• STATED PROBLEM
Edit everything from the line containing "locate object=gravel load in bucket" down to the line containing "top-left (419, 598), bottom-right (566, 716)" by changing "excavator arm" to "digger arm", and give back only those lines with nothing else altered.

• EXERCISE INPUT
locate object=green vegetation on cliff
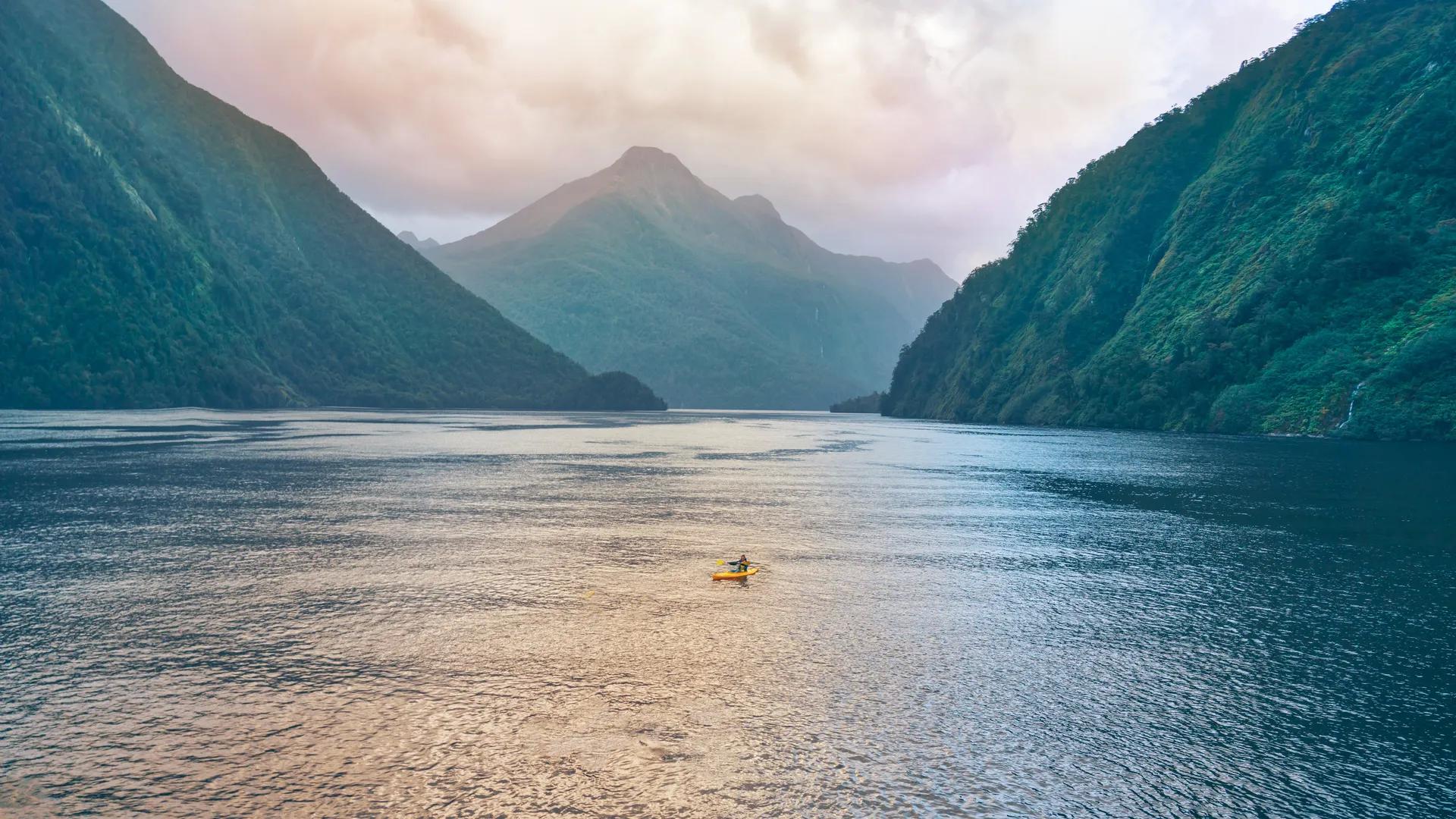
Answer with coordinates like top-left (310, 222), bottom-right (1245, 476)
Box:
top-left (885, 0), bottom-right (1456, 438)
top-left (0, 0), bottom-right (667, 408)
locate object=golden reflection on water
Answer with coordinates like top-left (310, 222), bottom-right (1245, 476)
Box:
top-left (0, 413), bottom-right (1448, 816)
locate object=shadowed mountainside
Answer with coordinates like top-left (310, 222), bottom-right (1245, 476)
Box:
top-left (421, 147), bottom-right (956, 410)
top-left (885, 0), bottom-right (1456, 438)
top-left (0, 0), bottom-right (667, 408)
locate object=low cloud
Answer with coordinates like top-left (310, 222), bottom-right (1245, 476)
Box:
top-left (111, 0), bottom-right (1329, 275)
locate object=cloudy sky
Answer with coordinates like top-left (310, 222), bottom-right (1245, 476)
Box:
top-left (109, 0), bottom-right (1331, 277)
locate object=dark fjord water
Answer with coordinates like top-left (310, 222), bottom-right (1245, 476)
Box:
top-left (0, 411), bottom-right (1456, 817)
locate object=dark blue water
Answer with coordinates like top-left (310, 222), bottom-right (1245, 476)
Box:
top-left (0, 411), bottom-right (1456, 817)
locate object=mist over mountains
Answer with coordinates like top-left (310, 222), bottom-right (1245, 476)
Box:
top-left (0, 0), bottom-right (658, 408)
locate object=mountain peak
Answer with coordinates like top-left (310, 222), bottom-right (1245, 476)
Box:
top-left (611, 146), bottom-right (690, 174)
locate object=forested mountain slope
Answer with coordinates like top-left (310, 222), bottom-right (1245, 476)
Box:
top-left (885, 0), bottom-right (1456, 438)
top-left (421, 147), bottom-right (956, 410)
top-left (0, 0), bottom-right (664, 408)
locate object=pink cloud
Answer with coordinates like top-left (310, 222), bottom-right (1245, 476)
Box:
top-left (111, 0), bottom-right (1328, 274)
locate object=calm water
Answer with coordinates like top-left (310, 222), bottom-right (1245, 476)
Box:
top-left (0, 411), bottom-right (1456, 817)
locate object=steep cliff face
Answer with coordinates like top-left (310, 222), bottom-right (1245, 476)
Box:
top-left (885, 0), bottom-right (1456, 438)
top-left (421, 147), bottom-right (956, 410)
top-left (0, 0), bottom-right (667, 408)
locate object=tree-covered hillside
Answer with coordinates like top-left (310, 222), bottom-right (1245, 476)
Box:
top-left (885, 0), bottom-right (1456, 438)
top-left (0, 0), bottom-right (661, 408)
top-left (421, 147), bottom-right (956, 410)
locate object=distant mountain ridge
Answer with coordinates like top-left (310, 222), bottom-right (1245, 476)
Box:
top-left (883, 0), bottom-right (1456, 438)
top-left (396, 231), bottom-right (440, 251)
top-left (422, 147), bottom-right (956, 408)
top-left (0, 0), bottom-right (658, 408)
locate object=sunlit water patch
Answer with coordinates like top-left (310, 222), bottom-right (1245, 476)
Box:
top-left (0, 411), bottom-right (1456, 817)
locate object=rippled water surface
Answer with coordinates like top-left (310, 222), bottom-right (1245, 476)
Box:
top-left (0, 411), bottom-right (1456, 817)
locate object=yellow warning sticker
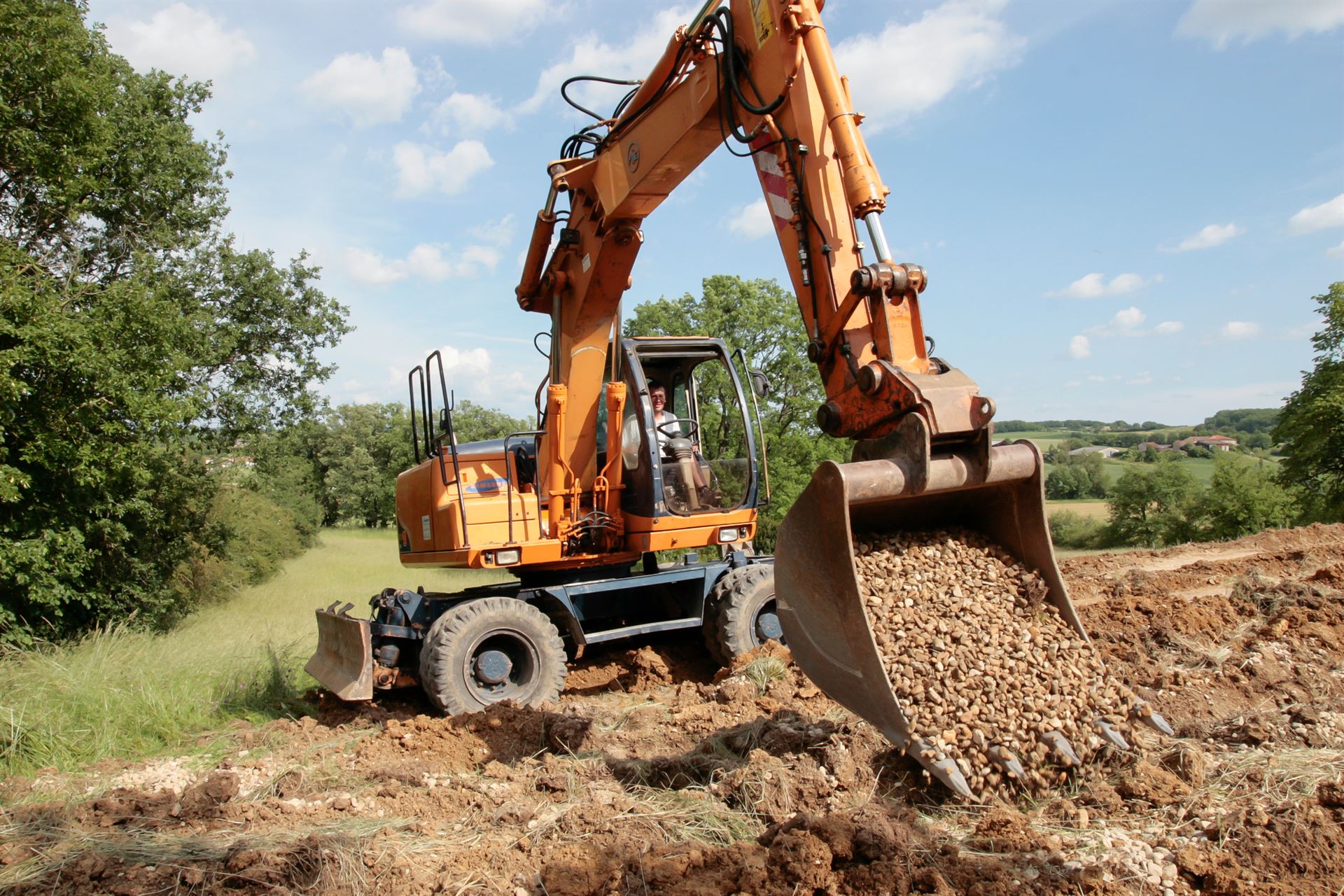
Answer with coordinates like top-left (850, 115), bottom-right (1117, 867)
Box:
top-left (751, 0), bottom-right (774, 50)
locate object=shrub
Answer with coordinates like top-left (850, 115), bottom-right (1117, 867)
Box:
top-left (1050, 510), bottom-right (1106, 548)
top-left (209, 491), bottom-right (304, 596)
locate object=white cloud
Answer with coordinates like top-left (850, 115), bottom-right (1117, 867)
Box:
top-left (345, 248), bottom-right (406, 286)
top-left (1046, 274), bottom-right (1163, 298)
top-left (433, 92), bottom-right (513, 134)
top-left (1087, 305), bottom-right (1148, 337)
top-left (396, 0), bottom-right (563, 44)
top-left (1163, 223), bottom-right (1246, 253)
top-left (345, 243), bottom-right (500, 286)
top-left (108, 3), bottom-right (257, 78)
top-left (834, 0), bottom-right (1027, 132)
top-left (1176, 0), bottom-right (1344, 50)
top-left (1287, 193), bottom-right (1344, 234)
top-left (470, 215), bottom-right (513, 246)
top-left (393, 140), bottom-right (495, 199)
top-left (1084, 305), bottom-right (1185, 339)
top-left (519, 4), bottom-right (695, 114)
top-left (1218, 321), bottom-right (1261, 341)
top-left (387, 345), bottom-right (495, 387)
top-left (727, 199), bottom-right (774, 239)
top-left (298, 47), bottom-right (419, 127)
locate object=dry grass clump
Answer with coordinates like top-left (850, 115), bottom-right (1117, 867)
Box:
top-left (0, 814), bottom-right (427, 892)
top-left (855, 529), bottom-right (1135, 797)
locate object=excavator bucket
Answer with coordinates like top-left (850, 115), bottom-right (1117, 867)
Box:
top-left (304, 603), bottom-right (374, 700)
top-left (774, 421), bottom-right (1118, 797)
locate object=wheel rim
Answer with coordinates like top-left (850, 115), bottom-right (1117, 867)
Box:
top-left (462, 629), bottom-right (542, 705)
top-left (751, 598), bottom-right (783, 643)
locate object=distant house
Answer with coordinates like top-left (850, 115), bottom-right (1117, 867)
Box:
top-left (203, 454), bottom-right (257, 470)
top-left (1173, 435), bottom-right (1239, 451)
top-left (1068, 444), bottom-right (1124, 456)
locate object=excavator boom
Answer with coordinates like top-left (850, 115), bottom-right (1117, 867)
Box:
top-left (516, 0), bottom-right (1166, 795)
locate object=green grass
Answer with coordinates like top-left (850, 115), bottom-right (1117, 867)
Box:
top-left (0, 529), bottom-right (501, 776)
top-left (1042, 456), bottom-right (1278, 486)
top-left (1046, 500), bottom-right (1110, 520)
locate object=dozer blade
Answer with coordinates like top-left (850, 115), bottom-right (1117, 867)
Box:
top-left (304, 603), bottom-right (374, 700)
top-left (774, 415), bottom-right (1087, 797)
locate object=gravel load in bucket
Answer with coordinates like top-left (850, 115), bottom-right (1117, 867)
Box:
top-left (853, 528), bottom-right (1137, 798)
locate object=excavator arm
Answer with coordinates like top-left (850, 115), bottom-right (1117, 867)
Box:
top-left (516, 0), bottom-right (1166, 794)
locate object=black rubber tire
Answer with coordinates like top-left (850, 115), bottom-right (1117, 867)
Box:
top-left (706, 563), bottom-right (783, 666)
top-left (419, 598), bottom-right (566, 716)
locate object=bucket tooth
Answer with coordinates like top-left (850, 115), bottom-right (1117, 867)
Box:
top-left (989, 744), bottom-right (1027, 782)
top-left (1129, 703), bottom-right (1176, 738)
top-left (1093, 716), bottom-right (1129, 750)
top-left (1040, 731), bottom-right (1084, 767)
top-left (910, 738), bottom-right (972, 797)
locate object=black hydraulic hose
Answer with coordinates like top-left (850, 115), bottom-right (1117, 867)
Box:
top-left (710, 7), bottom-right (788, 115)
top-left (561, 75), bottom-right (643, 121)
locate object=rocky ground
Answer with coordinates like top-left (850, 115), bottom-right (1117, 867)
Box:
top-left (0, 525), bottom-right (1344, 896)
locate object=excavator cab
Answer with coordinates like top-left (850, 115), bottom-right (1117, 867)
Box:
top-left (621, 337), bottom-right (758, 517)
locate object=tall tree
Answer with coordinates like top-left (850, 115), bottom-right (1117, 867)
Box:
top-left (1201, 451), bottom-right (1294, 539)
top-left (1109, 459), bottom-right (1199, 547)
top-left (0, 0), bottom-right (346, 642)
top-left (1274, 281), bottom-right (1344, 522)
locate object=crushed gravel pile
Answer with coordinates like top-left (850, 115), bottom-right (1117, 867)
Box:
top-left (855, 529), bottom-right (1135, 797)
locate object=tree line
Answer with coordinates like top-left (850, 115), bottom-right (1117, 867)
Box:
top-left (0, 0), bottom-right (1344, 645)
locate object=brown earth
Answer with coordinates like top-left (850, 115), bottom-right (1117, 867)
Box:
top-left (0, 525), bottom-right (1344, 896)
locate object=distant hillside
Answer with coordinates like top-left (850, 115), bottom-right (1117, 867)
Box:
top-left (995, 407), bottom-right (1278, 435)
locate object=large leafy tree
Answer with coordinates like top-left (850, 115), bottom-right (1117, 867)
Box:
top-left (1109, 459), bottom-right (1199, 547)
top-left (1201, 451), bottom-right (1294, 539)
top-left (1274, 281), bottom-right (1344, 522)
top-left (625, 275), bottom-right (849, 550)
top-left (0, 0), bottom-right (345, 642)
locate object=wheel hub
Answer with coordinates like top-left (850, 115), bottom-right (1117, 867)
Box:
top-left (472, 647), bottom-right (513, 685)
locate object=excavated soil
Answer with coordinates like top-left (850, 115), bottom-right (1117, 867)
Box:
top-left (0, 525), bottom-right (1344, 896)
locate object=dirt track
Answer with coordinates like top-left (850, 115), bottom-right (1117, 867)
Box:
top-left (0, 525), bottom-right (1344, 896)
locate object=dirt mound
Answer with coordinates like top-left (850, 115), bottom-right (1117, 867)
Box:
top-left (8, 526), bottom-right (1344, 896)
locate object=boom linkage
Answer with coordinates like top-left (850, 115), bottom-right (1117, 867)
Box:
top-left (516, 0), bottom-right (993, 537)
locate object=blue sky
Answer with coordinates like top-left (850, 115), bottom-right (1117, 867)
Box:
top-left (90, 0), bottom-right (1344, 423)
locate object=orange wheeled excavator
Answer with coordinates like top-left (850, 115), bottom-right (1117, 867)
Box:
top-left (308, 0), bottom-right (1166, 794)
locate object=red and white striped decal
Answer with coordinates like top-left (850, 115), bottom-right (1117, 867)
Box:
top-left (751, 134), bottom-right (793, 230)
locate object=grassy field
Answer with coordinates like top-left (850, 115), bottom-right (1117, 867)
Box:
top-left (1037, 443), bottom-right (1278, 485)
top-left (0, 529), bottom-right (501, 775)
top-left (1046, 501), bottom-right (1110, 522)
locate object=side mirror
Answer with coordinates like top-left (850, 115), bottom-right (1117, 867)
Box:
top-left (748, 368), bottom-right (770, 398)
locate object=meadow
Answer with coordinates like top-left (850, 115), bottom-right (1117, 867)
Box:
top-left (0, 529), bottom-right (503, 776)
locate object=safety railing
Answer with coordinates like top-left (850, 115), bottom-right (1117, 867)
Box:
top-left (406, 364), bottom-right (428, 465)
top-left (504, 430), bottom-right (546, 544)
top-left (425, 349), bottom-right (472, 548)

• EXPECTED ANSWER
locate object=gravel load in bucket
Answer with coordinates like top-left (850, 115), bottom-right (1117, 867)
Box:
top-left (853, 528), bottom-right (1137, 798)
locate object=digger arm
Answer with coordinates like top-left (850, 115), bottom-right (1117, 867)
Box:
top-left (516, 0), bottom-right (1166, 794)
locate object=black rubber tire
Answer with coordinates like top-left (850, 115), bottom-right (1117, 867)
Box:
top-left (706, 563), bottom-right (783, 666)
top-left (419, 598), bottom-right (566, 716)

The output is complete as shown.